═══ Records to use ═══

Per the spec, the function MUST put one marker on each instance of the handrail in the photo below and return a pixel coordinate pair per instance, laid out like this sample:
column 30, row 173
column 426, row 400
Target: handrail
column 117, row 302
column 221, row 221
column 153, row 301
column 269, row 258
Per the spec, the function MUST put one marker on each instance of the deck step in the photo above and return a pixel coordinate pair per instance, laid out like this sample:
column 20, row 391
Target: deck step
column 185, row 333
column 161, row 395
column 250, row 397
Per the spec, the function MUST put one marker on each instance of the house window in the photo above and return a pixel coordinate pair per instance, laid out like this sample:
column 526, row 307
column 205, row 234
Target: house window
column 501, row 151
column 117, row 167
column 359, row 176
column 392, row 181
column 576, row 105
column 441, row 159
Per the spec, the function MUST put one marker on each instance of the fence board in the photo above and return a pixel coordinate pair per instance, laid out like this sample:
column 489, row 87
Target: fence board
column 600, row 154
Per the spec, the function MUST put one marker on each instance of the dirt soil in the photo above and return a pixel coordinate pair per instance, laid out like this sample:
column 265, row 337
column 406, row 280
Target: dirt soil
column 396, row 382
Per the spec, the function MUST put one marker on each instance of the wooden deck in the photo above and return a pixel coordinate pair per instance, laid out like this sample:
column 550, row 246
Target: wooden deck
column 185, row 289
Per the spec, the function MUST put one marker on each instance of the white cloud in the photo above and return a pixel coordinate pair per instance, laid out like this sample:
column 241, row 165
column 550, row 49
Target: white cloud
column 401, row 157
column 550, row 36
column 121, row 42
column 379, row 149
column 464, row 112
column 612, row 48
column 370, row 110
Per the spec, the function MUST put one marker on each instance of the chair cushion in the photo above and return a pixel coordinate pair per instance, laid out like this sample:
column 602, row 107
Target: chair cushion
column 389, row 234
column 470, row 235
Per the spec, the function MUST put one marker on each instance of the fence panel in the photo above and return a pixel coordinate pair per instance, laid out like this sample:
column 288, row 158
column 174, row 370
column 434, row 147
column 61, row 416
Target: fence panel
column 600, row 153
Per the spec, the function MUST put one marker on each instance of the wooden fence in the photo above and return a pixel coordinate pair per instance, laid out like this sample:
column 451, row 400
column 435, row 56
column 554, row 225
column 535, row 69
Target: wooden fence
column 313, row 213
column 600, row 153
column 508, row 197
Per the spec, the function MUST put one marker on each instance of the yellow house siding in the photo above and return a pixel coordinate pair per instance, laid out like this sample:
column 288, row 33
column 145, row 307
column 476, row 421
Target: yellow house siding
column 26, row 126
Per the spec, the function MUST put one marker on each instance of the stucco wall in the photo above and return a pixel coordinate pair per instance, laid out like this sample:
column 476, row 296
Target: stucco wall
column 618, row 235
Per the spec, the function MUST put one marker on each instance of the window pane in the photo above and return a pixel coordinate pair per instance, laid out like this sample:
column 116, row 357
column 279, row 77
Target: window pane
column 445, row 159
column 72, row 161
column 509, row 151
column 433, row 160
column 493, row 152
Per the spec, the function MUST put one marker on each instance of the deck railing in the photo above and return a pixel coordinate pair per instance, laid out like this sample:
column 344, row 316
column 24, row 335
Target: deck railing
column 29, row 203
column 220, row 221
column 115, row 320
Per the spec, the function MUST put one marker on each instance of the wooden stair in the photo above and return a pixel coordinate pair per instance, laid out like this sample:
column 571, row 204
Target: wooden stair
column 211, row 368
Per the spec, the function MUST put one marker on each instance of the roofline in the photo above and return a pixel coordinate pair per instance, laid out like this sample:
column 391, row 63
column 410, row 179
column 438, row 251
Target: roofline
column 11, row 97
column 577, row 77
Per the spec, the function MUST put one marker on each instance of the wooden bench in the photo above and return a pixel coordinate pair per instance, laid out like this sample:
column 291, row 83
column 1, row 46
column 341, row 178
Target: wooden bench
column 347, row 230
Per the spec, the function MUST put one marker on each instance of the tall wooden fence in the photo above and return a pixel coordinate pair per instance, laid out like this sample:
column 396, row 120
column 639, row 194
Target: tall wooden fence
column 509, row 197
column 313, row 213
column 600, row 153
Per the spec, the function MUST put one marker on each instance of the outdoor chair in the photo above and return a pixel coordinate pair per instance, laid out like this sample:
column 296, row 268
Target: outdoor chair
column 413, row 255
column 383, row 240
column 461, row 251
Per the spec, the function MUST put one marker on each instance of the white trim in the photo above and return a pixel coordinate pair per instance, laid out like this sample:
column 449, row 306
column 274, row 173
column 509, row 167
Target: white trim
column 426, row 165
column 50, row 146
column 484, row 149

═══

**Task to carry out**
Extract the entries above verbatim.

**Result of the task**
Per the spec, the function MUST put one marker on each instance of the handrail in the photo below and return a pixel coordinate pair per instance, laid out like this sample:
column 30, row 173
column 426, row 400
Target: handrail
column 117, row 302
column 221, row 221
column 153, row 301
column 269, row 258
Per the spec, the function MUST put one marker on each instance of the deck step in the photo above and return a pixel coordinate pair per instance, laid out like this sample:
column 20, row 391
Target: deck step
column 185, row 333
column 161, row 395
column 250, row 397
Per the spec, the function MUST put one marker on each instance of the house window in the photo above and return a pixel coordinate pair per instance, laid out like this sample:
column 526, row 307
column 205, row 234
Target: house window
column 501, row 151
column 117, row 167
column 359, row 176
column 392, row 181
column 576, row 105
column 441, row 159
Per the spec, the function MUST put one marker on each instance of the fence board in the photo above and return a pixel coordinate pair per instance, laid out like this sample:
column 489, row 87
Target: fence board
column 600, row 154
Per the spec, the function MUST put one marker on each instance of the dirt soil in the photo above and return a pixel coordinate pair per instance, laid out like this sample:
column 265, row 337
column 406, row 280
Target: dirt soil
column 396, row 382
Per the spec, the function MUST put one marker on each instance of the wooden deck in the photo above and return a pixel coordinate pair per instance, laid out like this sample:
column 550, row 246
Target: wooden deck
column 185, row 289
Per the spec, the function MUST put one marker on each instance of the white cloud in the photo above and return a pixel coordinate pair per instance, laid out like this sample:
column 241, row 165
column 550, row 49
Target: white cloud
column 401, row 157
column 550, row 36
column 121, row 42
column 379, row 149
column 464, row 112
column 612, row 48
column 370, row 110
Per the spec, the function MUST put one marker on each instance of the chair cushion in the photo above and return a pixel coordinate pair per instance, laid out like this sample:
column 602, row 107
Target: chair cushion
column 389, row 234
column 470, row 235
Per the spec, the function MUST put one marker on each instance of the fence panel in the photo above and return a pixel coordinate pair per instance, laid out like this sample:
column 288, row 158
column 174, row 370
column 434, row 147
column 61, row 416
Target: fence panel
column 600, row 153
Per the spec, the function MUST put one marker on each instance of the wooden fence in the photo above and return a pixel coordinate pair per instance, laid out like this sample:
column 451, row 400
column 435, row 56
column 554, row 225
column 535, row 69
Target: wooden fence
column 313, row 213
column 600, row 153
column 508, row 197
Per the spec, the function MUST put one marker on each instance of the yellow house siding in the photo above and return a pixel coordinate pair per instance, laid out like this sample:
column 288, row 33
column 145, row 307
column 476, row 421
Target: yellow house siding
column 26, row 126
Per the spec, the function MUST put one marker on each instance of the stucco wall in the photo above and return a pixel coordinate pair per instance, laid out like this sample:
column 476, row 296
Target: stucco wall
column 618, row 235
Per the spec, the function MUST put one marker on each instance of the window pane in the photo above and return a pixel coordinate pair per instance, laid out like this sample:
column 116, row 357
column 279, row 77
Target: window pane
column 445, row 159
column 72, row 161
column 509, row 151
column 433, row 160
column 493, row 152
Per the spec, the function MUST put one marker on each instance of the deck railing in the photo above and return a pixel coordinate pair per instance, laid out like this sample:
column 344, row 316
column 24, row 335
Target: deck railing
column 29, row 203
column 220, row 221
column 115, row 320
Per the spec, the function MUST put one marker on each instance of the wooden stair in the photo above and return a pixel coordinate pair per instance, laid out like this sample:
column 571, row 204
Target: wooden stair
column 211, row 368
Per the spec, the function MUST put one marker on each instance of the roofline in the photo above and return a pixel coordinate pair per instance, laid out like this sample:
column 391, row 63
column 410, row 179
column 438, row 251
Target: roofline
column 11, row 97
column 577, row 77
Per the spec, the function MUST put one marker on each instance of the wooden bench in the photo above and return a pixel coordinate pair per instance, laid out like this sample:
column 291, row 83
column 1, row 46
column 341, row 178
Target: wooden bench
column 347, row 230
Per the spec, the function MUST put one marker on each instance of the tall wooden fence in the photo above and return a pixel coordinate pair per instance, laid out like this sample:
column 396, row 120
column 639, row 194
Target: tall wooden fence
column 509, row 197
column 313, row 213
column 600, row 153
Per the spec, the function MUST put one marker on each instance of the outdoor chair in the photo above and return a pixel coordinate pair per instance, laid out like this sample:
column 296, row 268
Target: outdoor chair
column 413, row 255
column 383, row 240
column 461, row 251
Per the spec, the function MUST put one marker on each instance of the white trim in the photo above and return a pixel coordinate pair per instance, laid out like this sample:
column 449, row 306
column 274, row 173
column 509, row 167
Target: white trim
column 426, row 165
column 50, row 146
column 484, row 149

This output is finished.